-- begin Material supplied --

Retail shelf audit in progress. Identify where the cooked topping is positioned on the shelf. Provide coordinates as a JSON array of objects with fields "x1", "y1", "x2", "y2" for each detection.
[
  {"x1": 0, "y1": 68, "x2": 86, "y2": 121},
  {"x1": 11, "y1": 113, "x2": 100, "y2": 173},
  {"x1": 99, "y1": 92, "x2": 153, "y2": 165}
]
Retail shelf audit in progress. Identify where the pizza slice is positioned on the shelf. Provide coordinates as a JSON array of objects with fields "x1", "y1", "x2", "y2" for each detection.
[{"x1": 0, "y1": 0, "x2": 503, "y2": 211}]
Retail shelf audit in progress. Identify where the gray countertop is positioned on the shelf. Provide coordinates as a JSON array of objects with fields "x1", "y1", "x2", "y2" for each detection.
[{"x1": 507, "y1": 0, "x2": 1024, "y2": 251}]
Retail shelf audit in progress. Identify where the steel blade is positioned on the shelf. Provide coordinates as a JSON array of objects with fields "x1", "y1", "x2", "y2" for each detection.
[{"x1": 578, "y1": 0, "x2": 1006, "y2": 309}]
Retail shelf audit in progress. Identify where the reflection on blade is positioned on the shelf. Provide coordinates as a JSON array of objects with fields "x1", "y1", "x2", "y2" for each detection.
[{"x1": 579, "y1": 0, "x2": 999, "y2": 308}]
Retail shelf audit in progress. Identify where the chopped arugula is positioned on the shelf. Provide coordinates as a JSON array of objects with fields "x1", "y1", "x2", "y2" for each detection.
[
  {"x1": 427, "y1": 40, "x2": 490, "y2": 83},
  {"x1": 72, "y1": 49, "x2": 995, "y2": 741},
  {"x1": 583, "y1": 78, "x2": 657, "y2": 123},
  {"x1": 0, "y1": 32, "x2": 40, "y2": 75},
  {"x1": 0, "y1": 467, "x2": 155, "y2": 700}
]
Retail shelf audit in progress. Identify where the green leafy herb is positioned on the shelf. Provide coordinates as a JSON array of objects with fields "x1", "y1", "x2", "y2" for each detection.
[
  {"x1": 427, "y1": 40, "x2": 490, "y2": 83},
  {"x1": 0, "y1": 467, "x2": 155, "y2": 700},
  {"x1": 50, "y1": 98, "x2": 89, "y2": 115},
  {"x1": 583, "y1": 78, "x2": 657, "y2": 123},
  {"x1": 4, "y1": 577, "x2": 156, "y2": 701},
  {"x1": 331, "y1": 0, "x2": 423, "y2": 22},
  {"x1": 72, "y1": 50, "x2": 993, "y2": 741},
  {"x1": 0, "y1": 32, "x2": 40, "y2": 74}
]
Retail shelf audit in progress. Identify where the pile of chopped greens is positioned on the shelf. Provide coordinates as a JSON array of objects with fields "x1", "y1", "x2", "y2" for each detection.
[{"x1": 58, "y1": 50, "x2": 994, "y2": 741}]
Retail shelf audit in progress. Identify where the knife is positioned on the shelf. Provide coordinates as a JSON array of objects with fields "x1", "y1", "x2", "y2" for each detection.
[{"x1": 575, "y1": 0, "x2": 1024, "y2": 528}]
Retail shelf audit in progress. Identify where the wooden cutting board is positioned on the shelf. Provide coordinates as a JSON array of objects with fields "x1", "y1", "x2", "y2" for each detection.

-- end Material supplied --

* [To do] Can you rewrite the stretch from the line containing "Retail shelf audit in progress. Identify where the knife" through the end of the items, keeping the requests, with every bounding-box coordinate in the answers shifted up by 17?

* [Output]
Retail shelf audit in progress. Identify where the knife is positioned on the shelf. Provide coordinates as a JSON array of objects with fields "x1", "y1", "x2", "y2" for each detection.
[{"x1": 592, "y1": 17, "x2": 1041, "y2": 545}]
Retail shelf audit in progress. Identify where the wooden cutting board is positioned on the shelf. Provide coordinates as a JSON array of objects with fields "x1", "y1", "x2", "y2" for each detection.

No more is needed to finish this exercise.